Object location annotation data
------------------------

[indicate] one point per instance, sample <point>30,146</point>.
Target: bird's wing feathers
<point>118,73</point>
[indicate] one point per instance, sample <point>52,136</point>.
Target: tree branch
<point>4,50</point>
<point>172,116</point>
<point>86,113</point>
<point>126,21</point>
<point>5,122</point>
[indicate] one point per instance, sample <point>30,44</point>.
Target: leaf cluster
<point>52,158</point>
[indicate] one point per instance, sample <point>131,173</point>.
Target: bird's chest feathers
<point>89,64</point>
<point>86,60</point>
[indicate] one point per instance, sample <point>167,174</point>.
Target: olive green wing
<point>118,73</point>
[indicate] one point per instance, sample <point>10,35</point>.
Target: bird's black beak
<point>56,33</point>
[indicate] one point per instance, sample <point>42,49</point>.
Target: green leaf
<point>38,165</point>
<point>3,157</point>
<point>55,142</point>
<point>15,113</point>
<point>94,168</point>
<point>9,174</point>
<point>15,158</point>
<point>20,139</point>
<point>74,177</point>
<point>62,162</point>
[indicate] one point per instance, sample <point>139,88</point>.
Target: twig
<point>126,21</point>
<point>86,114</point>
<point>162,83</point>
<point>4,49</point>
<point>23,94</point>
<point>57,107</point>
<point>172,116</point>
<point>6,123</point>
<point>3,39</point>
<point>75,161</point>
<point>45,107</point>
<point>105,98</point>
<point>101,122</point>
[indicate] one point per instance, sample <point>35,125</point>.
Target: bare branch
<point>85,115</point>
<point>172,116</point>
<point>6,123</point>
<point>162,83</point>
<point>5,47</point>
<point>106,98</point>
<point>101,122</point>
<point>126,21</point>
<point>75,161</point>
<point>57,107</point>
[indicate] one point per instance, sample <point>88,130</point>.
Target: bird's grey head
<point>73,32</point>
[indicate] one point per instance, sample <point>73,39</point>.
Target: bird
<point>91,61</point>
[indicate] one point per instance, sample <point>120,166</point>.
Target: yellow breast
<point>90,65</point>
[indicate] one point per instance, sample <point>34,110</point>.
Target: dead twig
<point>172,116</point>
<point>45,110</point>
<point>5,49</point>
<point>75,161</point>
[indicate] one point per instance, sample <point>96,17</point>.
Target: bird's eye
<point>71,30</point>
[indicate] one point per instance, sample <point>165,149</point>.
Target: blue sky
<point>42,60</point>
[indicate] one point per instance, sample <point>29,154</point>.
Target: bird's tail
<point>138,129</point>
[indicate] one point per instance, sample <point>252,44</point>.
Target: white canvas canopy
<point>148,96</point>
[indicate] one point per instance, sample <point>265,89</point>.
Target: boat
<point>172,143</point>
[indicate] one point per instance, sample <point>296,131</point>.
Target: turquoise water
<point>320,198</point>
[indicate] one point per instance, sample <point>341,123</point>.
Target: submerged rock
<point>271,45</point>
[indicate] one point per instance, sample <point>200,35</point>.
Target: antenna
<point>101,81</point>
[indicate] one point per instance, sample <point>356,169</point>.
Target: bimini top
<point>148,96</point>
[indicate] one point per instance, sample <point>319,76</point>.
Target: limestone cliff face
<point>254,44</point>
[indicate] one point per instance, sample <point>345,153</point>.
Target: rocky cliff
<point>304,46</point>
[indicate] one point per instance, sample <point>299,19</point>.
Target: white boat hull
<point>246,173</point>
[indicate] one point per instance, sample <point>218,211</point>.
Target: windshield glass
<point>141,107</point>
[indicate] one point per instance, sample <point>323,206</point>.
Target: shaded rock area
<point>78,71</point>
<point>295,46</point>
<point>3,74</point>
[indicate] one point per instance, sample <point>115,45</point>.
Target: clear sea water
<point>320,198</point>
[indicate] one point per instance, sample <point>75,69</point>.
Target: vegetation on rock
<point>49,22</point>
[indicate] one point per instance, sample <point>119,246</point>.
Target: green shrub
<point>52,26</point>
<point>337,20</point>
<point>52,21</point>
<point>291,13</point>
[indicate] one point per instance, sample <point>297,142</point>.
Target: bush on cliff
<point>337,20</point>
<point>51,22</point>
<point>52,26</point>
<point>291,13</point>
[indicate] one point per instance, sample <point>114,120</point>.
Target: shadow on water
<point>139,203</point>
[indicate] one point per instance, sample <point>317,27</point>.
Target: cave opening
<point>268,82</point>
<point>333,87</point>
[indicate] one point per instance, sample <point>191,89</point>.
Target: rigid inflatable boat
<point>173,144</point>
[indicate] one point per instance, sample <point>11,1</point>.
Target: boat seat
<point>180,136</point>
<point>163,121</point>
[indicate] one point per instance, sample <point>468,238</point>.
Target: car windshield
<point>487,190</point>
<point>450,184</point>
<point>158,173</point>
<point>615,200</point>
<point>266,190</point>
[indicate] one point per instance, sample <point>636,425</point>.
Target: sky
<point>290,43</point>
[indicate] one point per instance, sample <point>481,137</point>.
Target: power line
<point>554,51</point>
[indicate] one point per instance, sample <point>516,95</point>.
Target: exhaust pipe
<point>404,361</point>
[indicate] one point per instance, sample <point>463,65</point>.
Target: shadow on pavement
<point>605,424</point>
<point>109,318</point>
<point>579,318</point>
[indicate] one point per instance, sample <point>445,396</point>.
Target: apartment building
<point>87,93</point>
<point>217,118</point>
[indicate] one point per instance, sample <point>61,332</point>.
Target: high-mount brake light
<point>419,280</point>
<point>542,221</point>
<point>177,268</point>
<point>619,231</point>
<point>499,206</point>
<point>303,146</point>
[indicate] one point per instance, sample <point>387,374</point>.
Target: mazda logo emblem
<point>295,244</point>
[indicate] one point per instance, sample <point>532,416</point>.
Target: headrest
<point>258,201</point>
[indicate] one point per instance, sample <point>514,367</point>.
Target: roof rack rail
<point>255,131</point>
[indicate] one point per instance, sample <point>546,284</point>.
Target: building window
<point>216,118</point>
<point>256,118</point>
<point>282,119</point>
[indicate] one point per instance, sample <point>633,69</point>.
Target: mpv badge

------------------------

■ Problem description ■
Write out all of these lines again, word for word.

■ Reply to the task ■
[indicate] one point per instance, sample <point>30,146</point>.
Target: bird's wing feathers
<point>118,73</point>
[indicate] one point per instance, sample <point>52,136</point>.
Target: tree branch
<point>4,50</point>
<point>172,116</point>
<point>86,113</point>
<point>126,21</point>
<point>5,122</point>
[indicate] one point per instance, sample <point>30,44</point>.
Target: leaf cluster
<point>52,158</point>
[indicate] one point per instance, sample <point>131,173</point>.
Target: bird's chest feathers
<point>89,64</point>
<point>86,60</point>
[indicate] one point per instance, sample <point>167,174</point>.
Target: olive green wing
<point>118,73</point>
[indicate] one point per instance, sample <point>10,35</point>.
Target: bird's black beak
<point>56,33</point>
[indicate] one point per instance, sample <point>42,49</point>.
Target: green leaf
<point>38,165</point>
<point>3,157</point>
<point>55,142</point>
<point>15,113</point>
<point>94,168</point>
<point>9,174</point>
<point>15,158</point>
<point>20,139</point>
<point>74,177</point>
<point>62,162</point>
[indicate] one point per instance, sample <point>139,88</point>.
Target: twig
<point>126,21</point>
<point>86,114</point>
<point>162,83</point>
<point>4,49</point>
<point>23,94</point>
<point>57,107</point>
<point>172,116</point>
<point>6,123</point>
<point>3,39</point>
<point>75,161</point>
<point>45,107</point>
<point>105,98</point>
<point>101,122</point>
[indicate] one point per instance, sample <point>35,125</point>.
Target: bare branch
<point>85,115</point>
<point>172,116</point>
<point>6,123</point>
<point>162,83</point>
<point>5,47</point>
<point>106,98</point>
<point>101,122</point>
<point>126,21</point>
<point>75,161</point>
<point>57,107</point>
[indicate] one point per instance, sample <point>88,130</point>.
Target: bird's grey head
<point>73,32</point>
[indicate] one point per instance, sample <point>73,39</point>.
Target: bird
<point>91,61</point>
[indicate] one point per instance, sample <point>120,166</point>.
Target: yellow breast
<point>90,65</point>
[indicate] one point per instance, sample <point>34,110</point>.
Target: dead twig
<point>172,116</point>
<point>45,110</point>
<point>5,49</point>
<point>75,161</point>
[indicate] one point per instance, sample <point>96,17</point>.
Target: bird's eye
<point>71,30</point>
[indicate] one point per instance, sample <point>165,149</point>.
Target: blue sky
<point>42,60</point>
[indicate] one point per instance, sample <point>29,154</point>.
Target: bird's tail
<point>138,129</point>
[indicate] one point per instance, sample <point>252,44</point>.
Target: white canvas canopy
<point>148,96</point>
[indicate] one point per instance, sample <point>265,89</point>.
Target: boat
<point>172,143</point>
[indicate] one point per instance, sample <point>296,131</point>.
Target: turquoise water
<point>320,198</point>
[indicate] one point per instance, sample <point>341,123</point>.
Target: submerged rock
<point>271,45</point>
[indicate] one point per instance, sample <point>200,35</point>.
Target: antenna
<point>101,81</point>
[indicate] one point per instance, sample <point>356,169</point>.
Target: bimini top
<point>148,96</point>
[indicate] one point per instance, sample <point>319,76</point>.
Target: limestone cliff face
<point>254,44</point>
[indicate] one point per instance, sample <point>345,153</point>.
Target: rocky cliff
<point>304,46</point>
[indicate] one point per instance, sample <point>299,19</point>.
Target: white boat hull
<point>246,173</point>
[indicate] one point per instance, sample <point>218,211</point>.
Target: windshield glass
<point>141,107</point>
[indicate] one point per instance, sample <point>323,206</point>.
Target: shaded rock area
<point>78,71</point>
<point>295,46</point>
<point>3,74</point>
[indicate] one point per instance, sample <point>115,45</point>.
Target: clear sea water
<point>320,198</point>
[indicate] one point per instance, sample <point>75,69</point>.
Target: vegetation on rock
<point>49,22</point>
[indicate] one point per instance, sample <point>119,246</point>.
Target: green shrub
<point>52,26</point>
<point>337,20</point>
<point>52,21</point>
<point>291,13</point>
[indicate] one point per instance, sample <point>297,142</point>.
Target: bush on cliff
<point>337,20</point>
<point>51,22</point>
<point>52,26</point>
<point>291,13</point>
[indicate] one point per instance, sample <point>114,120</point>.
Target: shadow on water
<point>139,203</point>
[indicate] one point per instance, sample <point>317,27</point>.
Target: cave opening
<point>268,82</point>
<point>333,87</point>
[indicate] one point per instance, sample <point>191,89</point>.
Target: rigid inflatable boat
<point>173,144</point>
[indicate] one point per instance, sample <point>11,1</point>.
Target: boat seat
<point>180,136</point>
<point>163,121</point>
[indicate] one point per instance, sample <point>468,238</point>.
Target: car windshield
<point>487,190</point>
<point>450,184</point>
<point>158,173</point>
<point>615,200</point>
<point>266,190</point>
[indicate] one point per instance, sample <point>636,425</point>.
Target: sky
<point>290,43</point>
[indicate] one point per instance, sample <point>481,137</point>.
Target: power line
<point>554,51</point>
[indicate] one point per instance, sample <point>516,95</point>.
Target: exhaust pipe
<point>404,361</point>
[indicate] one point per instance, sample <point>463,65</point>.
Target: shadow on pavement
<point>605,424</point>
<point>109,318</point>
<point>579,318</point>
[indicate] one point per instance, sample <point>445,396</point>.
Target: apartment building
<point>87,93</point>
<point>217,118</point>
[indicate] one point per instance, sample <point>61,332</point>.
Target: high-mount brake light
<point>419,280</point>
<point>542,221</point>
<point>177,268</point>
<point>619,231</point>
<point>499,206</point>
<point>303,146</point>
[indicate] one point per instance, sample <point>387,374</point>.
Target: mazda logo emblem
<point>295,244</point>
[indicate] one point per instance, sample <point>532,416</point>.
Target: headrest
<point>258,201</point>
[indicate] one point per instance, sample <point>514,367</point>.
Target: roof rack rail
<point>255,131</point>
[indicate] one point per instance, sample <point>546,284</point>.
Target: building window
<point>216,118</point>
<point>256,118</point>
<point>282,119</point>
[indicate] one point per instance, sample <point>633,69</point>.
Target: mpv badge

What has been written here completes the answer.